* УСЛОВИЕ ЗАДАЧИ
Перепишите дословно из текста о техническом релизе ниже отрывок, который начинается со слов, содержащих «В последнее время», и заканчивается словами «загруженности операционной системы.».

-------- ИСХОДНЫЙ ТЕКСТ --------

Технический релиз, который так долго ожидают все пользователи наших программ, запланирован уже на ближайший понедельник – 24 сентября 2012 года.

Одним из важнейших критериев при выборе антивируса всегда было его быстродействие. За счёт постоянного пополнения вирусных баз возрастает и потребление памяти антивирусными продуктами. Мы уверены, что все разработчики антивирусных программ ломают головы над решением этой проблемы.

В последнее время потребление оперативной памяти процессами программных модулей Zillya! достигло порядка 200Мб, что, конечно же, значительно сказывалось на скорости загрузки и загруженности операционной системы.

Последние несколько месяцев мы занимались значительной переработкой своего антивирусного ядра и антивирусных баз. И добились значительных успехов! Потребление памяти программными модулями Zillya! сократится в 3 раза - всего до 70-80Мб.

-------- СТРОКИ НАБОРА ДАННЫХ --------

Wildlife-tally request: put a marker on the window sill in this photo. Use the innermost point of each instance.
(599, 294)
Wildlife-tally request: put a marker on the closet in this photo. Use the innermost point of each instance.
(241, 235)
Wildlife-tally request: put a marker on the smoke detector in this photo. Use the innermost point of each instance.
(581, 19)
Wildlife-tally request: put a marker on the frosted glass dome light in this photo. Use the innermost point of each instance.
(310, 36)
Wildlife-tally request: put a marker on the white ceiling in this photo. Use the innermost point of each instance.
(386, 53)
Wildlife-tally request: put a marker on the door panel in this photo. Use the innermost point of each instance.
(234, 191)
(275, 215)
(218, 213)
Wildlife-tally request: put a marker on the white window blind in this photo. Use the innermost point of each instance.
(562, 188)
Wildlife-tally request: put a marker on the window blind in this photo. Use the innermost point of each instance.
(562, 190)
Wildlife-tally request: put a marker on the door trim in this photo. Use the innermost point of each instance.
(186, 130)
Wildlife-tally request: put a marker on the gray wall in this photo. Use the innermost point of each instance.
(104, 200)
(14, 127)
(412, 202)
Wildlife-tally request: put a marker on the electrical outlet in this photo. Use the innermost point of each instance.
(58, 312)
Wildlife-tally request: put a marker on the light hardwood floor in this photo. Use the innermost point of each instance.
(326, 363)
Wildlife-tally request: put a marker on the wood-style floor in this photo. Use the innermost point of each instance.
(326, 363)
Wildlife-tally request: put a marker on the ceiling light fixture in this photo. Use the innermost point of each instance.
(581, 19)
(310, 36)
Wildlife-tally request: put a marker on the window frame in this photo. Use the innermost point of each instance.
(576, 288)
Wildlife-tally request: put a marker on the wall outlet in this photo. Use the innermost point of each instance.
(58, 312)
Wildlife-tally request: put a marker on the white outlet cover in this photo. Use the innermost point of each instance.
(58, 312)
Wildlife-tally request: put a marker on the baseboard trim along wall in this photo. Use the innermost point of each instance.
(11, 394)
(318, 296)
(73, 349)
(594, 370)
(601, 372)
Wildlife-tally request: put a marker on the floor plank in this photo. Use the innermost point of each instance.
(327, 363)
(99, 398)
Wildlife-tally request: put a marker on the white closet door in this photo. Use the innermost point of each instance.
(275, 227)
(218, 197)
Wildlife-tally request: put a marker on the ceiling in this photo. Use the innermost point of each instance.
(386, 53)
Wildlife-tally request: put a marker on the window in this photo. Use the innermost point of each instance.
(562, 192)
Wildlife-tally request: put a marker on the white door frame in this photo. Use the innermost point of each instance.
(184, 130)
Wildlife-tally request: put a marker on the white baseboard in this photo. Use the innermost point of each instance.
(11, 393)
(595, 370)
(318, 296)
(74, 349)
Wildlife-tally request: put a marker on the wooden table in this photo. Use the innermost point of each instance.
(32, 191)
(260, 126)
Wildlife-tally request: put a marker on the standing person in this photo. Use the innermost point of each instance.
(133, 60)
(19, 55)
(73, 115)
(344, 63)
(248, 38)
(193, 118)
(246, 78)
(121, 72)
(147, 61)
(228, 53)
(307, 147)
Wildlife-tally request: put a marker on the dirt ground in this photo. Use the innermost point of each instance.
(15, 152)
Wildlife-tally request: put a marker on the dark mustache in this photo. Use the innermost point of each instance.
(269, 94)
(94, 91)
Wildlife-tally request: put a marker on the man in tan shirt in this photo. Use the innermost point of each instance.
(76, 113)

--------

* РЕЗУЛЬТАТ
В последнее время потребление оперативной памяти процессами программных модулей Zillya! достигло порядка 200Мб, что, конечно же, значительно сказывалось на скорости загрузки и загруженности операционной системы.